How many lines in the records below contain the string "countertop"? Reply with the number alone.

BEGIN Information given

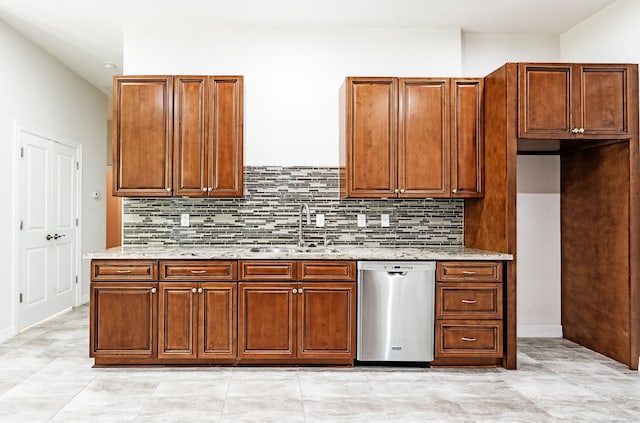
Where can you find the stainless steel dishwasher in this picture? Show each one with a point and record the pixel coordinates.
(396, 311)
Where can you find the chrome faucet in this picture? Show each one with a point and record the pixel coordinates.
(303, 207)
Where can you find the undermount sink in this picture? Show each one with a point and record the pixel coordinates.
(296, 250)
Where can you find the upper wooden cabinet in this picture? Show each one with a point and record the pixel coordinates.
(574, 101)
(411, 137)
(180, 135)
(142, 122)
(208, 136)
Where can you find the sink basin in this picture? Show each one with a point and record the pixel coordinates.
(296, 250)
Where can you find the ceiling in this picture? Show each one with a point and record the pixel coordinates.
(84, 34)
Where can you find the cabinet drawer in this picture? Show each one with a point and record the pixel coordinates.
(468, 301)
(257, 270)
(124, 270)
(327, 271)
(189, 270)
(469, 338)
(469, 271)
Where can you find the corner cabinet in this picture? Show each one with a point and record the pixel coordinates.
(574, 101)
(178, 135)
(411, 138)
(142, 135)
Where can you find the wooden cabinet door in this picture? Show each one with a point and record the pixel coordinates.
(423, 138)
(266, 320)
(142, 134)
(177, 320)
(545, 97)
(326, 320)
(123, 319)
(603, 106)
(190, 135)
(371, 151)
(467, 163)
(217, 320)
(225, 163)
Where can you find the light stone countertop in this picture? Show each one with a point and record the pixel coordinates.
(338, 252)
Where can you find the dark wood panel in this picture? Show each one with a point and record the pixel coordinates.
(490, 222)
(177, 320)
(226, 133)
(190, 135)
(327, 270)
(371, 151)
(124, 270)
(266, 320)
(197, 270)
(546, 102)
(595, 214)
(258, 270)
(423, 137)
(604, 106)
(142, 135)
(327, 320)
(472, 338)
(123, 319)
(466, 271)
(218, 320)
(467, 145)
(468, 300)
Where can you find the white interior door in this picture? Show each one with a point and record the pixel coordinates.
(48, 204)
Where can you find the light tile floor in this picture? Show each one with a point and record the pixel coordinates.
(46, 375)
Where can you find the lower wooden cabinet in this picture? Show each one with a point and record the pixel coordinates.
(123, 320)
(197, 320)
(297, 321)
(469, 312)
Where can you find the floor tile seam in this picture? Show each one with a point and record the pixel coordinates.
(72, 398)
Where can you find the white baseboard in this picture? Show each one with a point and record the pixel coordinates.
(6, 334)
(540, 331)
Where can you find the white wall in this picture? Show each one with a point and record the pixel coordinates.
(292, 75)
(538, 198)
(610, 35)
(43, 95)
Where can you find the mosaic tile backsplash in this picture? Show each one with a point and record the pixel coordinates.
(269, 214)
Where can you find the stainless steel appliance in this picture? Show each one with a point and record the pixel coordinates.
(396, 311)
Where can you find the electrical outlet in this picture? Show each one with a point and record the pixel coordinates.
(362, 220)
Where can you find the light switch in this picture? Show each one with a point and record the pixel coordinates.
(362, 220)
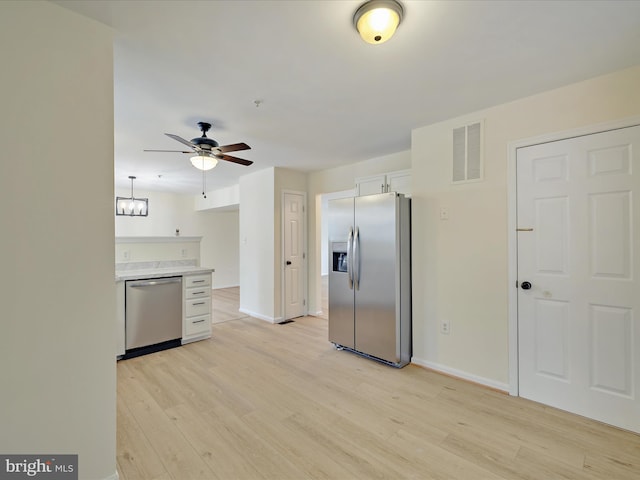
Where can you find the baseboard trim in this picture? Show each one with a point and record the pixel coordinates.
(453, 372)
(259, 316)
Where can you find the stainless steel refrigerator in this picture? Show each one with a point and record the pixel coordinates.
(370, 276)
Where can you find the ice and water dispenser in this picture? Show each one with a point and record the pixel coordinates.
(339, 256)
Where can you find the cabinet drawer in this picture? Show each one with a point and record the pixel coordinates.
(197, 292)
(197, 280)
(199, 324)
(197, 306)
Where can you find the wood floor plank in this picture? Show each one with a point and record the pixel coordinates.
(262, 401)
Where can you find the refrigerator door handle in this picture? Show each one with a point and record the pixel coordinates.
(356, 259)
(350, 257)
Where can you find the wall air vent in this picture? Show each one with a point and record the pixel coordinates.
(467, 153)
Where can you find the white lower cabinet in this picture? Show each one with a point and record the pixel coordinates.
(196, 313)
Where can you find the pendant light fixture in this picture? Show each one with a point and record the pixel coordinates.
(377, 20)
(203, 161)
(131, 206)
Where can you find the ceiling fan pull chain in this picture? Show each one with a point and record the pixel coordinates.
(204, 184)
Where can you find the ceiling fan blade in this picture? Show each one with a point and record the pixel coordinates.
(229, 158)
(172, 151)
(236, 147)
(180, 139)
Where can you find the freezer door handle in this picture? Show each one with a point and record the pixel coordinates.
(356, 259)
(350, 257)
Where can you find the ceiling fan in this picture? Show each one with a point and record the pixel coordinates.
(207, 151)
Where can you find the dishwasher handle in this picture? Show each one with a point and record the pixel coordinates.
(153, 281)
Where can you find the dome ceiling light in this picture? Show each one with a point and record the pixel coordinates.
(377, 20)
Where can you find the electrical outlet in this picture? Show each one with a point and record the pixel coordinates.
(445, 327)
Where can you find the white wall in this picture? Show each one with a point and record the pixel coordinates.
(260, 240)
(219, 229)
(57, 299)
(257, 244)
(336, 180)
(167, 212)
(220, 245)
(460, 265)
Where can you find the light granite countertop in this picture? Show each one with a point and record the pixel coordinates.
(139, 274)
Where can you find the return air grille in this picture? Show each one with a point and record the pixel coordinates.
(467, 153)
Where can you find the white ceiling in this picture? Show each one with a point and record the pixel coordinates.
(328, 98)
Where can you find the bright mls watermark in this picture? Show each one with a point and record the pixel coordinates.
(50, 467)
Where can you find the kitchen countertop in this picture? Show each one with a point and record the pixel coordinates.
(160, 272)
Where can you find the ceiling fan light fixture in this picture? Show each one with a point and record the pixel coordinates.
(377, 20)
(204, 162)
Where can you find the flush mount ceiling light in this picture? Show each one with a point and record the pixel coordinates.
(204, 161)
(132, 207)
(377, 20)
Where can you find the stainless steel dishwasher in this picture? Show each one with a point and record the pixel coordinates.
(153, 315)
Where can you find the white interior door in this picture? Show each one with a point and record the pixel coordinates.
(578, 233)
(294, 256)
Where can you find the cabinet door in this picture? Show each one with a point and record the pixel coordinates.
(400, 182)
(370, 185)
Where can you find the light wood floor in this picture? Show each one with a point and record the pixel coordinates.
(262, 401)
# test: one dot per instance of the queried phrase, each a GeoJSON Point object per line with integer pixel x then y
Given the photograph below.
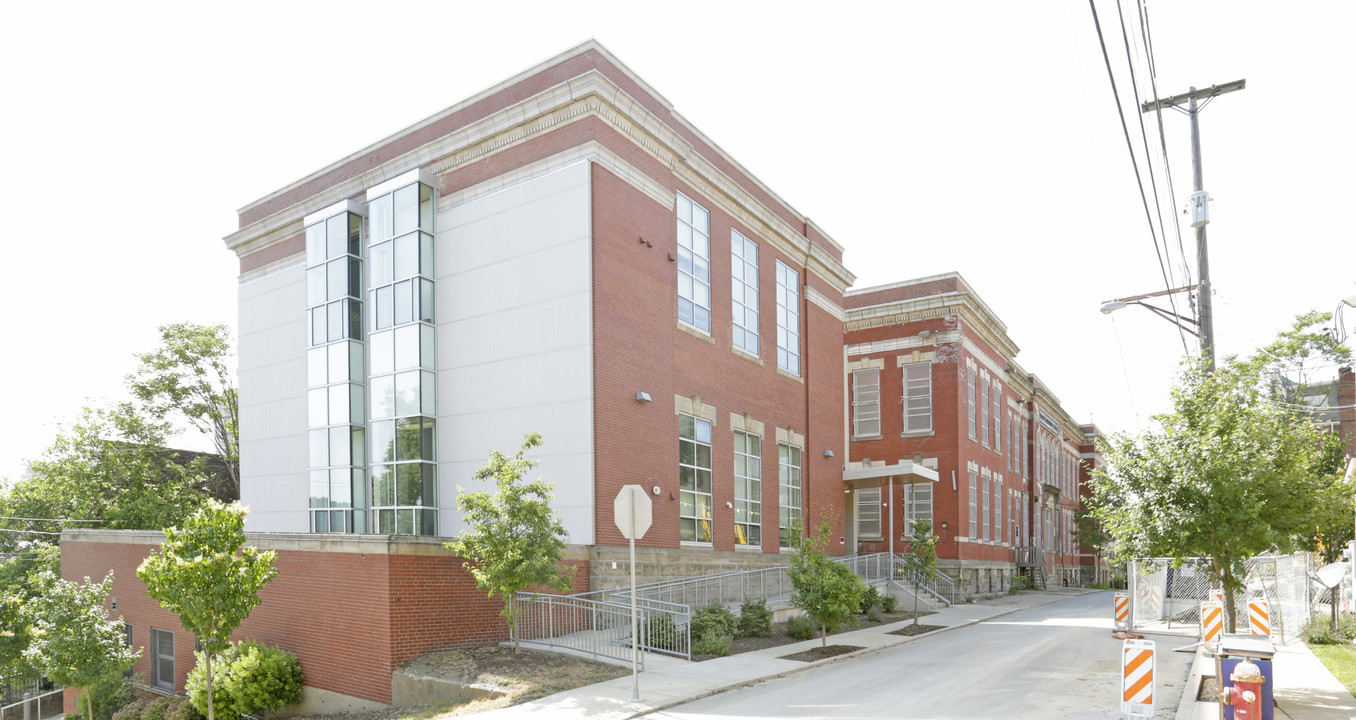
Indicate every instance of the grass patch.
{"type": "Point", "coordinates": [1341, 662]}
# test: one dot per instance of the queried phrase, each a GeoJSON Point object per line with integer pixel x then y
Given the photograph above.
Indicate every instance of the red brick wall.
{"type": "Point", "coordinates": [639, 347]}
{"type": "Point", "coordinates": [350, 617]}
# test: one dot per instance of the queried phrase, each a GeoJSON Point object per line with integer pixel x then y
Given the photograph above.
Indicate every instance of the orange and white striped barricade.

END Information given

Solution for this problem: 3